TRECHO DA PÁGINA ::
────────────────────────────────────────
Antônio – Parcialmente. O principal fator é orçamento. Ele leva a uma gestão deficiente. É uma dupla via. É muito difícil gerenciar qualquer coisa sem dinheiro. E isto vem de muito tempo. Há uma tendência de agravar porque a demanda aumenta. Se chegou a um ponto em que, sozinho, o gestor público não vai resolver. Claro que há problemas. Acho que a atual gestão tem se esforçado, mas há um engessamento jurídico e econômico.
AN – Que medidas mais imediatas poderiam minimizar os problemas?
Antônio – Temos que otimizar o atendimento à demanda. Fizemos um programa de matriciamento. Começamos indo nos postos de saúde, dando orientação aos colegas de como deveriam atender os pacientes da cirurgia vascular, da angiologia, critérios de encaminhamento para o especialista. Deu uma melhora significativa. A fila parou de crescer. No caso das cirurgias, criamos critérios de prioridade. Esses critérios removeram alguns pacientes que não precisavam, a rigor, de procedimento cirúrgico. Isto na área vascular, mas pretendemos fazer em outras especialidades.
────────────────────────────────────────
DADOS GUARDADOS ::

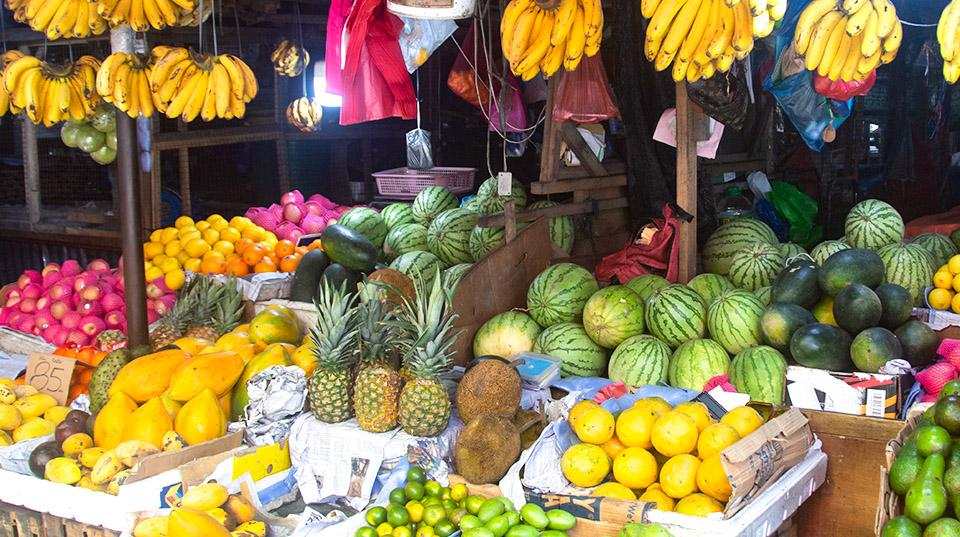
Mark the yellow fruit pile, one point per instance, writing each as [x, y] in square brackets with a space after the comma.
[703, 37]
[652, 452]
[207, 510]
[847, 39]
[536, 39]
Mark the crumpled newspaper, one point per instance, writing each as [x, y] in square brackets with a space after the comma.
[277, 396]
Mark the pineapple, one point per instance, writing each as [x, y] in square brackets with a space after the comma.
[427, 323]
[376, 391]
[335, 339]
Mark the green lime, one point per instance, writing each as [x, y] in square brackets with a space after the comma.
[376, 516]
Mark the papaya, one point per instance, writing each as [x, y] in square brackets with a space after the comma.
[218, 371]
[201, 419]
[147, 376]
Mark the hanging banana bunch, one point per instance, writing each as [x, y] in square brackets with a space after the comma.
[124, 81]
[290, 59]
[188, 84]
[50, 93]
[65, 18]
[539, 38]
[703, 37]
[847, 39]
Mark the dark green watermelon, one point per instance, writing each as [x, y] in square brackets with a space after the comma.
[821, 346]
[856, 307]
[855, 265]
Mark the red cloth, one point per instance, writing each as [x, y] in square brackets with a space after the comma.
[376, 84]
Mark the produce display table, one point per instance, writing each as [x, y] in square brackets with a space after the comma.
[847, 502]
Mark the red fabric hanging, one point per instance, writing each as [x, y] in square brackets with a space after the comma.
[376, 84]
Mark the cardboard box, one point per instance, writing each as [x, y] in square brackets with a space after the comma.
[858, 394]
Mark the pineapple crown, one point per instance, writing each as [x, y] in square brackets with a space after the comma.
[335, 335]
[427, 323]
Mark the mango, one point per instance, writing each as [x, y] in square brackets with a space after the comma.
[218, 371]
[191, 523]
[148, 376]
[33, 428]
[62, 470]
[149, 423]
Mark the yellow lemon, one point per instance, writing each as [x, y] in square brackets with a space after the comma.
[674, 433]
[715, 439]
[614, 490]
[744, 419]
[585, 465]
[634, 426]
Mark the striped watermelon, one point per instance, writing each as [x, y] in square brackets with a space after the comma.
[908, 266]
[505, 335]
[760, 372]
[396, 214]
[873, 224]
[756, 266]
[579, 355]
[709, 286]
[612, 315]
[734, 320]
[697, 361]
[448, 236]
[366, 222]
[939, 246]
[676, 314]
[825, 249]
[430, 202]
[559, 293]
[484, 240]
[561, 227]
[405, 238]
[646, 285]
[639, 361]
[728, 239]
[418, 265]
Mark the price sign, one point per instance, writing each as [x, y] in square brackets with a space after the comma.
[51, 374]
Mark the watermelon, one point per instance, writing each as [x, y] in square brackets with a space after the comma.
[484, 240]
[645, 285]
[559, 293]
[448, 236]
[612, 315]
[908, 266]
[709, 286]
[417, 265]
[676, 314]
[756, 266]
[639, 361]
[939, 246]
[430, 202]
[760, 372]
[396, 214]
[697, 361]
[405, 238]
[717, 253]
[873, 224]
[734, 320]
[579, 355]
[825, 249]
[561, 227]
[505, 335]
[366, 222]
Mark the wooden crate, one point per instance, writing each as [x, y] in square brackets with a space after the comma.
[847, 503]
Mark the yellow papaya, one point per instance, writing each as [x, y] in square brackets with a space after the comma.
[218, 371]
[201, 419]
[112, 420]
[147, 376]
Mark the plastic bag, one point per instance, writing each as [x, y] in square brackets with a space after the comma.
[583, 95]
[419, 38]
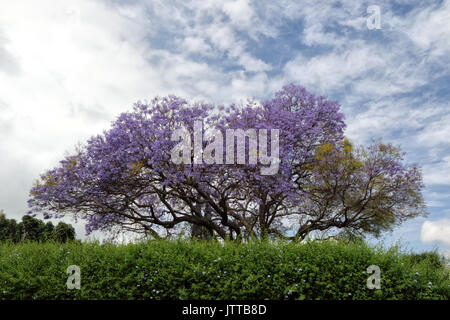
────────────────────────────────────────
TAREFAS A FAZER ::
1) Na entrevista sobre a saúde pública, quais efeitos Antônio atribui às medidas que foram adotadas? Liste todos.
2) Retome a entrevista sobre a saúde pública logo depois da última frase de Antônio.

RESPOSTAS EM ORDEM ::
1)
- Deu uma melhora significativa.
- A fila parou de crescer.
- Os critérios de prioridade removeram alguns pacientes que não precisavam, a rigor, de procedimento cirúrgico.

2)
AN – Convênios com clínicas particulares. O senhor é favorável?
Antônio – Isto foi contratado por imposição das liminares. Aí entra o aspecto ruim da judicialização. Não é uma coisa planejada, mensurada. Vimos, pelos números, que a fila da ortopedia não cai. Porque não adianta aumentar a estrutura sem dar um jeito na demanda.
AN – O senhor é otimista quanto ao trabalho da CPI da Saúde na Câmara?
Antônio – Discussão em relação a esse assunto sempre é boa. Agora, o quanto será bom, não sei dizer. Depende de como os vereadores vão dar sequência a isto, um Norte para a discussão gerada. CPI significa tirar um diagnóstico de uma situação, mas sabemos que muitas CPIs não dão um direcionamento às questões levantadas.